What to produce:
Please output the listing below verbatim, omitting the pictures.

************

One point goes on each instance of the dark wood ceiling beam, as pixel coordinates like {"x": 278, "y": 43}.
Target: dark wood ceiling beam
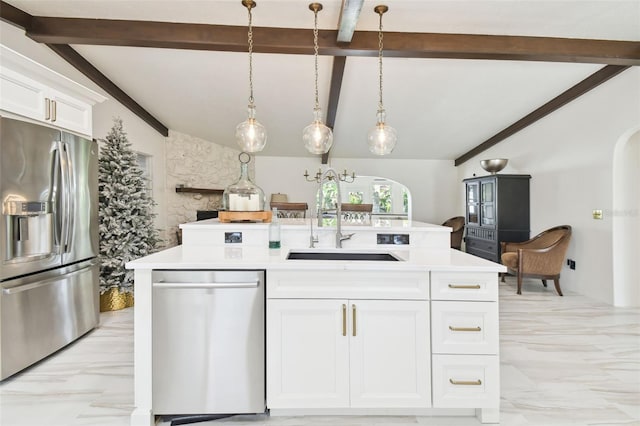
{"x": 594, "y": 80}
{"x": 85, "y": 67}
{"x": 337, "y": 72}
{"x": 364, "y": 43}
{"x": 349, "y": 14}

************

Result below:
One point goes on each instance of the dark wood ceiling beam, as pixel coordinates like {"x": 278, "y": 43}.
Target: dark wood ceiling beam
{"x": 594, "y": 80}
{"x": 85, "y": 67}
{"x": 337, "y": 72}
{"x": 364, "y": 43}
{"x": 349, "y": 14}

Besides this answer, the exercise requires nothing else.